→ Work item: Lines from the one containing "Target: white brick wall" through the last line of the records below are to be repeated exactly.

[Stored data entries]
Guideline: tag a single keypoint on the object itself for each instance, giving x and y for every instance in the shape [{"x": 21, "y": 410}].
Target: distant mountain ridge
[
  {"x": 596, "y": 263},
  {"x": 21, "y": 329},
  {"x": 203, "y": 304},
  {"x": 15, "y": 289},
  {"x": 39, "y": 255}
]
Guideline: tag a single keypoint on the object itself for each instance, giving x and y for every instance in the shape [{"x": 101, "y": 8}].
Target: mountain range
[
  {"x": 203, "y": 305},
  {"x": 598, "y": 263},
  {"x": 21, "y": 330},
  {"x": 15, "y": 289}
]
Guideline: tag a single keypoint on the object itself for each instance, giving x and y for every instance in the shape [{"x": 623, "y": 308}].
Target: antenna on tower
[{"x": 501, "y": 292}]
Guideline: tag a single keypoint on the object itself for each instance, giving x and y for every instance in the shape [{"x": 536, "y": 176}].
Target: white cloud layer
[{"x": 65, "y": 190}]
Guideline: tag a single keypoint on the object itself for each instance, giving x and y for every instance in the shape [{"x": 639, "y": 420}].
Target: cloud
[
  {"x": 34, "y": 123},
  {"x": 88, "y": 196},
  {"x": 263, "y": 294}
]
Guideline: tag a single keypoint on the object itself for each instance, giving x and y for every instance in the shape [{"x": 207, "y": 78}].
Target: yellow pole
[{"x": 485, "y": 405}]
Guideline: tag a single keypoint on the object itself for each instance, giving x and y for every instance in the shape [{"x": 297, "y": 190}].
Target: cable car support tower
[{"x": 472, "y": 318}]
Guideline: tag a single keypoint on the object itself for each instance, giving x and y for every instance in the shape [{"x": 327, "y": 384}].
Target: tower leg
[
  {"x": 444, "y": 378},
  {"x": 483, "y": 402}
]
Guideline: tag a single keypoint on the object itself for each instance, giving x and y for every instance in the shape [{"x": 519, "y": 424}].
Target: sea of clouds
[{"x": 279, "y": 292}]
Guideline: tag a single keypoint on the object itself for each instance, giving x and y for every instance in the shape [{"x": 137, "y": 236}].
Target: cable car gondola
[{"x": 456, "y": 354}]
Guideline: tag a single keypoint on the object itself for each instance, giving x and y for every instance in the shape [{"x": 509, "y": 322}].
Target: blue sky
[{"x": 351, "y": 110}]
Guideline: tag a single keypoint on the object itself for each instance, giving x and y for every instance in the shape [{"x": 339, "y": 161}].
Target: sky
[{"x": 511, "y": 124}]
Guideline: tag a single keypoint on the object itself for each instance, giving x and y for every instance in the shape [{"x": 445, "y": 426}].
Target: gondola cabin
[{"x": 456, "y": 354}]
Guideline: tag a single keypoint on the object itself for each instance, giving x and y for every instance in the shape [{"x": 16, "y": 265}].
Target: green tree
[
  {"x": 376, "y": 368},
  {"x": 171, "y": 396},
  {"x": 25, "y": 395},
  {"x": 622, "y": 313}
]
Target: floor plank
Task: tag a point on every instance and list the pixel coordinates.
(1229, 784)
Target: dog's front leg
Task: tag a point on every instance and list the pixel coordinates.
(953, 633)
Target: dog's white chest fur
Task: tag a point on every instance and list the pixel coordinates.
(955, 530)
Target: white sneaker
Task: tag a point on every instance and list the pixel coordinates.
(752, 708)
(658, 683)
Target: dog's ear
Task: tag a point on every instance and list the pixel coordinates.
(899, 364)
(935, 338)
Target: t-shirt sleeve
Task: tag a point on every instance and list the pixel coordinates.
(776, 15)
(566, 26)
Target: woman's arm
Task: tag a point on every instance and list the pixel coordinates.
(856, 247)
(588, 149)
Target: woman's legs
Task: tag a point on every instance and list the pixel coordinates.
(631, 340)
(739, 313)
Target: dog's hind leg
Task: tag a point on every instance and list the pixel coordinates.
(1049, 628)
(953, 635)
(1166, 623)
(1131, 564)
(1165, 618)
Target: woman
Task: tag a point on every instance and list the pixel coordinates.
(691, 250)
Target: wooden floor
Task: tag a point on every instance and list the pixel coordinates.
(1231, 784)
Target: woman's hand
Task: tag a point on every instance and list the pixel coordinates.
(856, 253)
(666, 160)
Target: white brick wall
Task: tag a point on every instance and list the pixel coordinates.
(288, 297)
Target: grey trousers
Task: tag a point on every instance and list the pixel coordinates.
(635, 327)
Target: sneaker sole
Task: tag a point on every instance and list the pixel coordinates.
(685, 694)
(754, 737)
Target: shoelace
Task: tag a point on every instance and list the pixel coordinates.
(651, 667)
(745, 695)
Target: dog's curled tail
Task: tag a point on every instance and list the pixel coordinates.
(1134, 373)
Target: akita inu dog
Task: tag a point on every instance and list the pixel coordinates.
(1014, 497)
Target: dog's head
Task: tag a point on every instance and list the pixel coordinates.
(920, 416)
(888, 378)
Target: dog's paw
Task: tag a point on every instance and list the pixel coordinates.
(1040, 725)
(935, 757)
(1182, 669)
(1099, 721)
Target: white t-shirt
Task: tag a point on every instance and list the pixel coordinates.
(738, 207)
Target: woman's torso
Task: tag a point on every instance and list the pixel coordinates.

→ Task answer:
Target: white brick wall
Task: tag a point on every instance and list the pixel coordinates.
(288, 297)
Target: grey trousers
Task: tag a point on every instance and list the pixel coordinates.
(635, 327)
Target: sneaker sole
Task: tag a point on every instance and list the pixel coordinates.
(685, 694)
(754, 737)
Target: shoelace
Task: tag a point on every instance and list the pixel coordinates.
(651, 667)
(745, 695)
Target: dog's curled tail
Task: tag a point on every instance and list the pixel coordinates.
(1134, 373)
Target: akita inu dog
Task: tag a point on every instance and list the pixel coordinates.
(1014, 497)
Target: dog's head
Task: tag a point on every instance and list the pixel coordinates.
(920, 416)
(888, 378)
Target: dog's paw
Task: tag a point on every instance and list the pixel coordinates.
(1040, 725)
(935, 757)
(1182, 669)
(1099, 721)
Target: white t-shirt
Task: tag a point on every instance and list the pixel coordinates.
(738, 207)
Target: woman's torso
Task: tag a point on every instance and list the pixel coordinates.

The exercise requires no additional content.